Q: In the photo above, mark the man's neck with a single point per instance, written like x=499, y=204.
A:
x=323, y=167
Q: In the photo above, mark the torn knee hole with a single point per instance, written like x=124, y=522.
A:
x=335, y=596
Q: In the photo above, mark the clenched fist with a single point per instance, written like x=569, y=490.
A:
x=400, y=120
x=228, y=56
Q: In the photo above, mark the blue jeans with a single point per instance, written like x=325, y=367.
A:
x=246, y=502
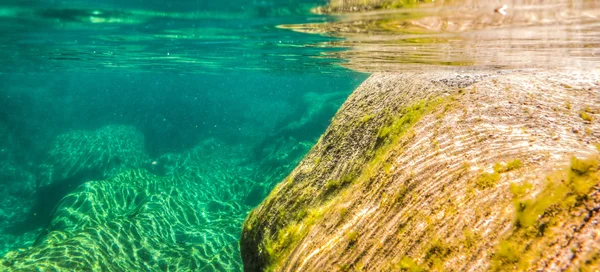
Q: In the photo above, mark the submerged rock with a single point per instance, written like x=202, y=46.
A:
x=442, y=171
x=104, y=152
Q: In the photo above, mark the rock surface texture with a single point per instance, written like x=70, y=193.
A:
x=443, y=172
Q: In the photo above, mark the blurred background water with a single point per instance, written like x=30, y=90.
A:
x=81, y=80
x=218, y=99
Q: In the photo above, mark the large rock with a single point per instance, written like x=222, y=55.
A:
x=135, y=221
x=441, y=171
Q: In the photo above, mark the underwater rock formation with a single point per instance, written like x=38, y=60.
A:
x=105, y=152
x=183, y=213
x=439, y=171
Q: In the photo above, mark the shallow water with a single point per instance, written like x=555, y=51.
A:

- **The problem**
Quote every entry exactly, with the pictures omitted.

- **Solution**
Q: In the photo above, mark the man's neck with a single point per instance, written like x=499, y=204.
A:
x=323, y=167
Q: In the photo above, mark the torn knee hole with a single point per instance, written like x=124, y=522.
A:
x=335, y=596
Q: In the photo above, mark the clenched fist with a single point per instance, written like x=569, y=490.
A:
x=400, y=120
x=228, y=56
Q: In the photo above, mark the blue jeans with a single point per instance, written like x=325, y=367.
A:
x=246, y=502
Q: In the photo above, mark the submerged rock with a single point per instance, written like x=202, y=46.
A:
x=442, y=171
x=104, y=152
Q: In the photo above, mark the rock surface texture with a single point per instance, written like x=70, y=193.
A:
x=443, y=172
Q: In the photo above, mark the blurred background water with a single point per instance, written like x=30, y=90.
A:
x=81, y=80
x=218, y=99
Q: In the photo above, mark the large rock with a single point per instance, written like x=222, y=55.
A:
x=135, y=221
x=441, y=171
Q: In the photo above, mark the underwater rock formation with a single point per instance, written like x=38, y=60.
A:
x=105, y=152
x=183, y=213
x=439, y=171
Q: In the photo above, mark the shallow water with a single point per instance, written like x=555, y=51.
A:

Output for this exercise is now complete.